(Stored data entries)
● ● ● ●

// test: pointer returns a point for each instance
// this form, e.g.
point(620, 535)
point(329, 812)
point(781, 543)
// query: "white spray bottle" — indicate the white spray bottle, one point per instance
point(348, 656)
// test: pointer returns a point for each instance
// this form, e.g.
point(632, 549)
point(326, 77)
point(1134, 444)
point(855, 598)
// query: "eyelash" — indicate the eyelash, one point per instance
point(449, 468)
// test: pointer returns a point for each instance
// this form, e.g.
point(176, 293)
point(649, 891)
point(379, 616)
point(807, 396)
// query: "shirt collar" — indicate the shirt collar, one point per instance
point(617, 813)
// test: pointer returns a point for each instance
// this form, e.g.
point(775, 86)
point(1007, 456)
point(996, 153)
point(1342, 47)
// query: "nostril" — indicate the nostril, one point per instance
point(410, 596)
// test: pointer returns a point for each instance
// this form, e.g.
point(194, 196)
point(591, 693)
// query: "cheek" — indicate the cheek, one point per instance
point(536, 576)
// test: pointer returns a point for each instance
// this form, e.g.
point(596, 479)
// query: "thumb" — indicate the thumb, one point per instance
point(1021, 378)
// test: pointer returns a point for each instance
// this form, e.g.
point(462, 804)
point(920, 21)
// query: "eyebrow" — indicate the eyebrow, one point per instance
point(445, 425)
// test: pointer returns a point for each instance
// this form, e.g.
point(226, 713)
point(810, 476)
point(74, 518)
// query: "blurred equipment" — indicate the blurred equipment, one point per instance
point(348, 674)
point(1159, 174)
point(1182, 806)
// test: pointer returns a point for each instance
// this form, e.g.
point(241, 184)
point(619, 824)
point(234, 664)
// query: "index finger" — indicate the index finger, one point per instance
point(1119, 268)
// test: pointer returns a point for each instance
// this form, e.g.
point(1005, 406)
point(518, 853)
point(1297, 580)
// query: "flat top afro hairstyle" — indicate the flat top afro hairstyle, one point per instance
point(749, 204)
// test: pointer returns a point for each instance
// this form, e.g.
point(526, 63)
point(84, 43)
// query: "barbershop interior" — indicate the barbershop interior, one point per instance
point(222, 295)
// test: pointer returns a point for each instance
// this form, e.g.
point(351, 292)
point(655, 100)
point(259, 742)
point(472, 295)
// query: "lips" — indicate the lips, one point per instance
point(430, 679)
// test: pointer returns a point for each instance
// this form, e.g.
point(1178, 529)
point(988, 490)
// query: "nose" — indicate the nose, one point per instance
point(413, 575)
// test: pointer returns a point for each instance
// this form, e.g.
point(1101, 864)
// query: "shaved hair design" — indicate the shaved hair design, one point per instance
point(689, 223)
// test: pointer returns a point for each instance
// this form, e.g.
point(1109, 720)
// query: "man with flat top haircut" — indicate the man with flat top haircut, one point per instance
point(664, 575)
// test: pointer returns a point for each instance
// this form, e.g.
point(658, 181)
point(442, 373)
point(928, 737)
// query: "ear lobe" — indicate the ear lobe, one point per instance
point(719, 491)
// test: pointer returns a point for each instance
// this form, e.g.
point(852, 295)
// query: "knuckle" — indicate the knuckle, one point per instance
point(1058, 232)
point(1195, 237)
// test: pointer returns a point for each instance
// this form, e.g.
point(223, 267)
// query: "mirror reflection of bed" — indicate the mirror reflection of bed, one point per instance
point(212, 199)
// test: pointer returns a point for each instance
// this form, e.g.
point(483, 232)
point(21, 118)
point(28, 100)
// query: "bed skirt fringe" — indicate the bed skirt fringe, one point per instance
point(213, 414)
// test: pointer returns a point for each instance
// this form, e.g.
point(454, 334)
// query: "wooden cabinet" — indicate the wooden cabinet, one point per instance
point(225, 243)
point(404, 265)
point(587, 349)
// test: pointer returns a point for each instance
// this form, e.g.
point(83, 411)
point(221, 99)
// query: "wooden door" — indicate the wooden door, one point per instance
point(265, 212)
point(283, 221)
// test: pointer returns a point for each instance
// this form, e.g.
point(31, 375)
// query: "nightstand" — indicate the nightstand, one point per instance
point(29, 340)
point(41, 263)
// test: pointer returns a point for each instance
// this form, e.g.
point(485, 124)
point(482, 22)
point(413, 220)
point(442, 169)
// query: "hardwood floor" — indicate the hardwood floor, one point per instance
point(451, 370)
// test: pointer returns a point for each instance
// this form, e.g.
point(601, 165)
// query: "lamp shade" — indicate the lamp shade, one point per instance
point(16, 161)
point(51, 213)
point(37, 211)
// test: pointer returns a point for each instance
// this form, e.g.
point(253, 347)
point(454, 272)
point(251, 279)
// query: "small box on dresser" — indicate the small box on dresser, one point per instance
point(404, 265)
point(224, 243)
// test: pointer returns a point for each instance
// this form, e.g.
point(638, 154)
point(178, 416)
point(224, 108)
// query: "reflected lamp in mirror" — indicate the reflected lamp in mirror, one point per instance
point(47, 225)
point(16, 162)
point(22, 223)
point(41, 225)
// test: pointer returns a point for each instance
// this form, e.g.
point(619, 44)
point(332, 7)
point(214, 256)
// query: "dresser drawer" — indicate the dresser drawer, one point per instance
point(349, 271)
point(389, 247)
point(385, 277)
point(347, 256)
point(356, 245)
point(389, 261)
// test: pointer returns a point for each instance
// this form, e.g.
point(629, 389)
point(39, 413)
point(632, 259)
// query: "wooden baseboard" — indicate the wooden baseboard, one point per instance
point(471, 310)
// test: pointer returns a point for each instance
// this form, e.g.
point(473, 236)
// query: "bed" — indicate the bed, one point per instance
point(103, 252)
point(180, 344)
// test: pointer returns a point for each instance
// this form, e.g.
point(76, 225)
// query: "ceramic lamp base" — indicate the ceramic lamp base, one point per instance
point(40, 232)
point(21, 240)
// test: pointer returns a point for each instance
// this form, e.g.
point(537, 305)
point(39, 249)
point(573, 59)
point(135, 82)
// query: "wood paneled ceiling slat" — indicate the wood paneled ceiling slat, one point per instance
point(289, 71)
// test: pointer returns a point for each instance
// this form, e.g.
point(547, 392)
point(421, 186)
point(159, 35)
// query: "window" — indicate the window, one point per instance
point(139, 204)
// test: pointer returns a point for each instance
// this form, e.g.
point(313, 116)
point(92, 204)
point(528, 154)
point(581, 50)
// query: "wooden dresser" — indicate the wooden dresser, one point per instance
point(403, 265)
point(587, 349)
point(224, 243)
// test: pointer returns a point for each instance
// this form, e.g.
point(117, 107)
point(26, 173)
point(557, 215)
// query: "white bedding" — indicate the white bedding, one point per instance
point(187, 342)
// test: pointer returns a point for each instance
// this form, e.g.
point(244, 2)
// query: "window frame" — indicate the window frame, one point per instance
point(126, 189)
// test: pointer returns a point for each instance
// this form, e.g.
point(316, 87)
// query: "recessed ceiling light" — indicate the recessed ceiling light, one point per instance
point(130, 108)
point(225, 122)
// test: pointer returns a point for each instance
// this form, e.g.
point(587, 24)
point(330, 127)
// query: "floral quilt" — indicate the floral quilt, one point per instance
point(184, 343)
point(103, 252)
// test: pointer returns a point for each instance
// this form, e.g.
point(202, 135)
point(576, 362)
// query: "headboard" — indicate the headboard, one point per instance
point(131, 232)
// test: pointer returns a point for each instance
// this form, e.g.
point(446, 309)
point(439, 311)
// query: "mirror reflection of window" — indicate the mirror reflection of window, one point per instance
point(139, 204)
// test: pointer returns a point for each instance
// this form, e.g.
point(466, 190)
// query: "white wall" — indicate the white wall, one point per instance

● ● ● ●

* _PROBLEM TO WORK ON_
The data above must be restated word for word.

* _EXERCISE OUTPUT_
// test: pointer returns a point for each instance
// this form, e.g.
point(620, 535)
point(329, 812)
point(781, 543)
// query: "white spray bottle" — indicate the white spray bottle, one point per instance
point(348, 656)
// test: pointer returns a point for each instance
// this form, e.g.
point(632, 549)
point(326, 77)
point(1134, 444)
point(855, 598)
// query: "eyelash" — indicate the eyelash, one point per instance
point(449, 468)
// test: pointer returns a point for each instance
// this form, e.g.
point(176, 293)
point(649, 891)
point(379, 616)
point(807, 396)
// query: "shirt collar" — indicate the shirt collar, one point per instance
point(617, 813)
// test: pointer returns a point for each instance
// this form, e.g.
point(775, 86)
point(1007, 456)
point(996, 153)
point(1342, 47)
// query: "nostril" — indicate the nostril, one point per instance
point(410, 596)
// test: pointer returns a point for each instance
// this form, e.g.
point(194, 196)
point(591, 693)
// query: "cheek" — indicate the cheek, one point per instance
point(536, 576)
// test: pointer returns a point for each instance
// this form, e.g.
point(596, 479)
// query: "thumb" — indicate the thumb, one point per instance
point(1021, 378)
// test: pointer returns a point for each instance
// this form, e.g.
point(462, 804)
point(920, 21)
// query: "eyebrow" — indicate the eyebrow, one point per instance
point(445, 425)
// test: pointer returns a point for each instance
// this form, e.g.
point(226, 713)
point(810, 476)
point(74, 518)
// query: "blurred equipment" — indicate the blurred equipment, one point per instance
point(348, 674)
point(1159, 174)
point(1182, 806)
// test: pointer returns a point for each instance
// this form, e.g.
point(241, 184)
point(619, 824)
point(234, 664)
// query: "index finger" — indicate the index finger, one point per instance
point(1119, 268)
// test: pointer returns a point for each instance
// this form, e.g.
point(1005, 406)
point(518, 853)
point(1297, 580)
// query: "flat top afro hairstyle" — indicate the flat top afro hairstyle, one point per instance
point(749, 204)
// test: pointer returns a point for each instance
// this form, e.g.
point(526, 63)
point(84, 43)
// query: "barbershop interior" — indicate the barbershop interior, one point per instance
point(222, 295)
// test: pointer returns a point for each instance
// this form, e.g.
point(351, 292)
point(655, 100)
point(259, 742)
point(472, 295)
// query: "lips" — indicate the lips, one point per instance
point(430, 679)
// test: pointer returns a point for each instance
// this form, e.g.
point(1178, 529)
point(988, 490)
// query: "nose" — indicate the nose, one point per instance
point(413, 575)
// test: pointer returns a point for each instance
// this form, e.g.
point(1101, 864)
// query: "shaved hair design" — indicate the shaved hair design, one point per instance
point(689, 223)
// test: pointer returns a point for each instance
// this form, e.g.
point(1109, 720)
// query: "man with flat top haircut" — indicate the man with flat top haircut, one point per instance
point(664, 575)
// test: pointer returns a point for each instance
// this form, e.g.
point(658, 181)
point(442, 373)
point(928, 737)
// query: "ear lobe" — indicate the ear lobe, one point per instance
point(719, 491)
// test: pointer returns a point for each instance
// this form, e.g.
point(852, 295)
// query: "knuckle" — indicate the knuckle, one point per instance
point(1058, 232)
point(1195, 237)
// test: pointer returns a point for each instance
// this form, e.g.
point(223, 267)
// query: "mirror reflection of bed" — indicate the mirror reflection of bed, one point per instance
point(212, 199)
// test: pointer returns a point for each instance
// this form, e.g.
point(483, 232)
point(21, 118)
point(28, 100)
// query: "bed skirt fringe" — indicate the bed skirt fringe, one point per instance
point(213, 414)
// test: pointer returns a point for each instance
// this form, e.g.
point(454, 334)
// query: "wooden cabinet" — indicate the wooden cabinet, one point per instance
point(225, 243)
point(404, 265)
point(587, 349)
// test: pointer returns a point for each instance
// this form, e.g.
point(83, 411)
point(221, 99)
// query: "wooden door" — indicate the wooden door, one point per instance
point(265, 212)
point(283, 221)
// test: pointer returns a point for each instance
// this form, e.g.
point(31, 375)
// query: "nightstand" — indicate the nightstand, one point per instance
point(29, 340)
point(41, 263)
// test: pointer returns a point for each instance
// this form, e.g.
point(485, 124)
point(482, 22)
point(413, 220)
point(442, 169)
// query: "hardwood floor" — indicate the hardwood floor, one point per instance
point(451, 370)
// test: pointer returns a point for each instance
// this form, e.g.
point(601, 165)
// query: "lamp shade" — indicate the lamp shade, one point per instance
point(16, 161)
point(51, 213)
point(37, 211)
// test: pointer returns a point for each instance
// this form, e.g.
point(253, 347)
point(454, 272)
point(251, 279)
// query: "small box on dresser" — indicate the small box on dresser, one point per instance
point(404, 265)
point(224, 243)
// test: pointer returns a point for each instance
// this form, e.g.
point(638, 154)
point(178, 416)
point(224, 108)
// query: "reflected lamp in mirror" — indicate the reflected lamp in mirror, one point per instance
point(47, 225)
point(16, 162)
point(22, 223)
point(41, 225)
// test: pointer returns a point for each instance
// this form, e.g.
point(619, 44)
point(332, 7)
point(214, 256)
// query: "dresser drawer" — indicate the dresser drawer, one point per instance
point(349, 271)
point(389, 247)
point(385, 277)
point(347, 256)
point(356, 245)
point(389, 261)
// test: pointer returns a point for each instance
// this form, e.g.
point(629, 389)
point(39, 413)
point(632, 259)
// query: "wooden baseboard" — indicate the wooden baseboard, one point per instance
point(471, 310)
// test: pointer returns a point for each instance
// this form, e.g.
point(473, 236)
// query: "bed" — indicate the bed, one point per instance
point(103, 252)
point(180, 344)
// test: pointer returns a point for each instance
// this form, e.g.
point(76, 225)
// query: "ceramic lamp base" — indicate the ceramic lamp base, one point per instance
point(40, 232)
point(21, 240)
// test: pointer returns a point for each instance
// this form, e.g.
point(537, 305)
point(39, 249)
point(573, 59)
point(135, 82)
// query: "wood paneled ceiling slat" — indicate the wood paneled ceiling slat, one point per instance
point(289, 71)
// test: pointer returns a point for each instance
// this form, e.g.
point(547, 392)
point(421, 186)
point(159, 35)
// query: "window" — indicate the window, one point per instance
point(139, 204)
// test: pointer returns a point for each instance
// this form, e.g.
point(313, 116)
point(92, 204)
point(528, 154)
point(581, 50)
// query: "wooden dresser" — indicate the wooden dresser, one point per instance
point(403, 265)
point(587, 349)
point(224, 243)
// test: pointer returns a point for each instance
// this form, e.g.
point(117, 107)
point(26, 173)
point(557, 215)
// query: "white bedding" — indicate the white bedding, one point per instance
point(187, 342)
// test: pointer returns a point for each instance
// this form, e.g.
point(244, 2)
// query: "window frame" — indicate the window frame, one point per instance
point(126, 189)
// test: pointer returns a point for each instance
// this form, e.g.
point(316, 87)
// query: "recessed ceiling light" — indicate the recessed ceiling light, one point per instance
point(130, 108)
point(225, 122)
// test: pointer returns a point for each instance
// this form, e.g.
point(587, 24)
point(330, 127)
// query: "floral quilt" — indicate the floral quilt, one point per instance
point(184, 343)
point(103, 252)
// test: pointer returns a point for each instance
// this form, e.g.
point(202, 135)
point(576, 362)
// query: "headboard" — indicate the headboard, one point per instance
point(131, 232)
// test: pointer returns a point for each instance
// this form, e.g.
point(446, 309)
point(439, 311)
// query: "mirror reflection of window" — indicate the mirror reflection of window, one point per instance
point(139, 204)
// test: pointer returns a point for each instance
// this form, e.g.
point(466, 190)
// query: "white wall" — indicate the white wall, one point per instance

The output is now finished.